## Your task
Say the data back exactly as it is written below.

Information supplied START

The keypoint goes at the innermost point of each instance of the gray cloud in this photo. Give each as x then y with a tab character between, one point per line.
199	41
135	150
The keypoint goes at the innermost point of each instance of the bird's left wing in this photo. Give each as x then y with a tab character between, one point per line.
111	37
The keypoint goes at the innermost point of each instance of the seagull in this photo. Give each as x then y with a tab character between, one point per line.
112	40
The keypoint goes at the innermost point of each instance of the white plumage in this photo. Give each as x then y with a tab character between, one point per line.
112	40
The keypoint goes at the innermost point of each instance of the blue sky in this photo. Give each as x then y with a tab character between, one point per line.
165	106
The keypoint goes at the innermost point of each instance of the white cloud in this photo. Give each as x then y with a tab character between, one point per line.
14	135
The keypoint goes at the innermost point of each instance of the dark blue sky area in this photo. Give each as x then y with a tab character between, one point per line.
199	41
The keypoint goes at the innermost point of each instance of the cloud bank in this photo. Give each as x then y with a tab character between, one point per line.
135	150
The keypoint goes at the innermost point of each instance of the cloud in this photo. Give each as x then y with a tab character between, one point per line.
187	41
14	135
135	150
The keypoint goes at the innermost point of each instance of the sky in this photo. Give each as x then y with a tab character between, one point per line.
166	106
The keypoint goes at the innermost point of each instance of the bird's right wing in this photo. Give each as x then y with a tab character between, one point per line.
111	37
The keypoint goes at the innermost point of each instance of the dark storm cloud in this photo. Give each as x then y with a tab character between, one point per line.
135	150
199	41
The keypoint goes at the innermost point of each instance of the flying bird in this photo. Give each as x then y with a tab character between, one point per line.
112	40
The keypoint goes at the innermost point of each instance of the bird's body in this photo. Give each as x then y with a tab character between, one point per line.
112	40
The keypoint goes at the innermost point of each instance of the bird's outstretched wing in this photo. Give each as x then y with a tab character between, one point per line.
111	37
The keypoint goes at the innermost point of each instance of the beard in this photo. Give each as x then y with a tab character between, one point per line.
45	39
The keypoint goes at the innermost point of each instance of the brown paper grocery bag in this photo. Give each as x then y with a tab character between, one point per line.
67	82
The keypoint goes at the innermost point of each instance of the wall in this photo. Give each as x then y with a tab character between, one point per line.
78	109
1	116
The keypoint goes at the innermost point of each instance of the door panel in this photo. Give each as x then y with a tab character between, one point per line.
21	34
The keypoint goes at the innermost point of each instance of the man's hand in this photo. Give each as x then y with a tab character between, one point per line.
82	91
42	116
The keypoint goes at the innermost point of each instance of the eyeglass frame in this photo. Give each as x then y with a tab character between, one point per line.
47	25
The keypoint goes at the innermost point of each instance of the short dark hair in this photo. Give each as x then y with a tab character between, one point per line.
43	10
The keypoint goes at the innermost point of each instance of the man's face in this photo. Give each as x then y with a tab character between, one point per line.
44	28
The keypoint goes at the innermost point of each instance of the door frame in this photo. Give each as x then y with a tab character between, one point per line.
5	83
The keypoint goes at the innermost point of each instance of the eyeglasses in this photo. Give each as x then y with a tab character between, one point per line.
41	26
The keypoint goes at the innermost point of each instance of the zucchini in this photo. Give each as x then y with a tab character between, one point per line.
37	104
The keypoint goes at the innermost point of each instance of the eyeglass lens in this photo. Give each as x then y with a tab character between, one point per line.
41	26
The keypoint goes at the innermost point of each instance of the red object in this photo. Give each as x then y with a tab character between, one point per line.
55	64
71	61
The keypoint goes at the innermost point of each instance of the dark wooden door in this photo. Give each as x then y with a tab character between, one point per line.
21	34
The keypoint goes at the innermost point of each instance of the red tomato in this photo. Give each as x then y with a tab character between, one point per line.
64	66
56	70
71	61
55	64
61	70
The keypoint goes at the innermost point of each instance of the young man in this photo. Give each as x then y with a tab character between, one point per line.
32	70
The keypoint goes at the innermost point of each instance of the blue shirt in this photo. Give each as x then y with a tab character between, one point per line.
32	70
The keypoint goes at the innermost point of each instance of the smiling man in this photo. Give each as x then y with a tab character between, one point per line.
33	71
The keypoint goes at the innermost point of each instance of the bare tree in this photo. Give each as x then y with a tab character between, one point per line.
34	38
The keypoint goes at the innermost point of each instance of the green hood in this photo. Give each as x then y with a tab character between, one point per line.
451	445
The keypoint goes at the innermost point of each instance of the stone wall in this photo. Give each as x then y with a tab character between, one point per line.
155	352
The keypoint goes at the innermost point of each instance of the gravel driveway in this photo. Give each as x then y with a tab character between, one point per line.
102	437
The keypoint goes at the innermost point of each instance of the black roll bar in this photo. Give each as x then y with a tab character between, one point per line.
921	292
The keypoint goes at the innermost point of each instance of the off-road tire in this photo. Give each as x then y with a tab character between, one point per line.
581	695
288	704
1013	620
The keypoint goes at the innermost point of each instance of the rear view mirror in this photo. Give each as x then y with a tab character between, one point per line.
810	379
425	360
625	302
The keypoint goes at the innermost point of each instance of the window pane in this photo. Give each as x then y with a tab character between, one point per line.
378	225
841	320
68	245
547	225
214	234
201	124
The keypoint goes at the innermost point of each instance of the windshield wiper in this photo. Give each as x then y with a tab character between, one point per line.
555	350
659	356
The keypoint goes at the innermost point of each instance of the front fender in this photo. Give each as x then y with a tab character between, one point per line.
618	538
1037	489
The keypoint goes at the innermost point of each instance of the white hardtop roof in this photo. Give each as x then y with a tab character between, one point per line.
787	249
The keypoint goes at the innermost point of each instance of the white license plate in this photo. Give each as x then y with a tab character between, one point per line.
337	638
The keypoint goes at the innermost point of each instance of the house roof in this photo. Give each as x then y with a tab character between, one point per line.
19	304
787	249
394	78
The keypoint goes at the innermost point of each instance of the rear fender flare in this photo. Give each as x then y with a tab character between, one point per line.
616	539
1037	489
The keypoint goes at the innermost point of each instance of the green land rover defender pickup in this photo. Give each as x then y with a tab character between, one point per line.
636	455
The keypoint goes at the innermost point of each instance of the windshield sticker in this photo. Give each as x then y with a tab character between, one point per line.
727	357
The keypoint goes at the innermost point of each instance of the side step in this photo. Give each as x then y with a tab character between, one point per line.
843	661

Information supplied END

## Your response
The keypoint goes at the innermost point of each instance of the gray cloud in this photo. Give each as x then y with a tab character between, one point per line.
199	41
135	150
The keypoint goes at the innermost point of each instance of the bird's left wing in this photo. Give each as x then y with a tab character between, one point per line.
111	37
The keypoint goes at the innermost point of each instance of the seagull in this photo. Give each as x then y with a tab character between, one point per line.
112	40
The keypoint goes at the innermost point of each instance of the white plumage in this photo. Give each as x then y with a tab character between, one point per line.
112	40
The keypoint goes at the innermost point of each instance of the blue sky in this photo. Give each as x then y with a tab character between, one point per line.
165	106
The keypoint goes at the innermost point of each instance of the white cloud in this photo. Give each as x then y with a tab character between, one point per line.
14	135
The keypoint goes at the innermost point of each instance of the dark blue sky area in this photo. Give each as x then y with a tab character between, one point per line.
199	41
The keypoint goes at the innermost point of each instance of the cloud bank in this photo. Give each as x then y with a tab character between, one point per line.
135	150
The keypoint goes at the innermost point of each instance of the cloud in this photo. Give each as x then y with a tab character between, one point per line.
187	41
14	135
135	150
The keypoint goes at the innermost point of each instance of the sky in this photo. Give each as x then y with a tab character between, one point per line.
166	106
The keypoint goes at the innermost point of each instance of the bird's right wing in this photo. Give each as x then y with a tab character between, one point per line.
111	37
The keypoint goes at the innermost point of each instance of the dark storm cloud in this photo. Give each as x then y with a tab character between, one point per line.
135	150
199	41
The keypoint goes at the innermost point of each instance of the flying bird in this photo. Give each as x then y with a tab character between, one point per line.
112	40
The keypoint goes at the innermost point of each instance of the bird's body in this photo. Give each as x then y with a tab character between, one point per line.
112	40
The keypoint goes at the innermost point of each instance of the bird's outstretched wing in this photo. Give each as x then y with a tab character between, one point per line.
111	37
The keypoint goes at the innermost point of each instance of the beard in this photo. Give each as x then y with a tab character between, one point per line.
45	39
The keypoint goes at the innermost point of each instance of the brown paper grocery bag in this photo. Give each as x then y with a tab character between, one point per line.
67	82
The keypoint goes at the innermost point of each instance of the wall in this photo. Give each as x then y with a tab character between, one point per line.
78	109
1	116
The keypoint goes at the innermost point of each instance of the door panel in this photo. Give each as x then y with a tab character between, one point per line.
21	34
The keypoint goes at the innermost point of each instance of the man's hand in this photo. Give each as x then y with a tab character between, one point per line.
82	91
42	116
The keypoint goes at the innermost point of each instance of the eyeglass frame in this photo. Give each as x then y with a tab character between, one point per line.
47	25
The keypoint goes at the innermost point of each instance of the short dark hair in this photo. Give each as x then y with a tab character between, one point per line.
43	10
The keypoint goes at the innermost point of each instance of the man's face in this photo. Give each as x then y with a tab character between, one point per line.
44	28
The keypoint goes at the innermost point of each instance of the door frame in this photo. Give each as x then y with a tab character between, one point per line.
5	83
The keypoint goes at the innermost point of each instance of the eyeglasses in this photo. Give each as x then y with a tab character between, one point per line.
41	26
The keypoint goes at the innermost point of each instance of the zucchini in this photo. Give each as x then y with a tab character between, one point per line.
37	104
The keypoint goes at the innermost point of each instance of the eyeglass lens in this photo. Give each as x then y with a tab character between, one point per line.
41	26
The keypoint goes at the innermost point of each instance of the red object in this photo. Give each as x then y with a tab character between, one point per line.
55	64
71	61
The keypoint goes at the innermost point of each instance of the dark wooden door in this photo. Give each as x then y with a tab character between, one point per line.
21	34
The keypoint goes at the innermost point of each instance of the red tomato in this photo. Give each as x then y with a tab character between, one point per line.
64	66
56	70
71	61
55	64
61	70
The keypoint goes at the innermost point of each instance of the young man in this photo. Give each as x then y with a tab character between, one point per line.
32	70
The keypoint goes at the innermost point of each instance of the blue shirt in this photo. Give each as x then y with a tab character between, one point per line.
32	70
The keypoint goes at the innermost point of each instance of the smiling man in this photo. Give each as x then y with a tab character between, one point per line.
33	71
The keypoint goes at the innermost point of each instance of the bare tree in this photo. Give each as x then y with a tab character between, one point per line.
34	38
The keypoint goes at the innermost point of each instance of the green hood in this photo. Give each as x then y with a tab character between, one point per line.
451	445
The keypoint goes at the innermost point of each instance of the stone wall in this photo. Give each as x then y with a tab character between, one point per line.
155	352
The keypoint goes at the innermost point of each instance of the gravel driveway in this photo. Give each as x then y with a tab character between, one point per line.
102	437
The keypoint goes at the innermost point of each instance of the black roll bar in this photo. Give each as x then y with a tab character between, one point per line.
921	292
The keypoint goes at the innermost point of each instance of the off-road tire in this photo. Give each as x then y with a tab character between, one point per line.
581	695
288	704
1013	620
The keypoint goes at the innermost point of each instance of the rear view mirror in this photo. Give each as x then y with a tab character between, one point per line.
810	379
425	360
625	302
The keypoint goes at the innermost point of each instance of the window pane in this photo. Give each as x then y with a tab character between, one point per line.
378	225
841	320
68	245
547	225
214	234
201	124
The keypoint goes at the innermost point of each instance of the windshield wiper in this photo. Give each as x then y with a tab character between, one point per line.
555	350
659	356
The keypoint goes at the innermost point of each instance of the front fender in this photo. Give each as x then y with a tab character between, one point per line.
618	538
1037	489
The keypoint goes at the innermost point of each instance of the white hardtop roof in this photo. Give each as x then y with a tab character between, one point per line.
787	249
The keypoint goes at the innermost point of each instance of the white license plate in this photo. Give each as x then y with a tab character between, one point per line.
337	638
The keypoint goes at the innermost point of each instance of the house roof in this photo. Give each as x then y with a tab character between, one point per line.
19	304
787	249
394	78
The keypoint goes at the innermost point of each instance of the rear fender flare in this photo. Give each as x then y with a tab character between, one point per line.
616	539
1037	489
The keypoint goes at the innermost point of each instance of the green land rover defender pickup in this photo. Give each as x then y with a tab character between, one point per line.
636	455
The keypoint goes at the innermost point of each instance of the windshield sticker in this photo. Give each as x then y with a tab character between, one point per line.
727	357
The keypoint goes at the innermost point of each instance of the side step in this photo. Give each as x then y with a tab character between, one point per line.
843	661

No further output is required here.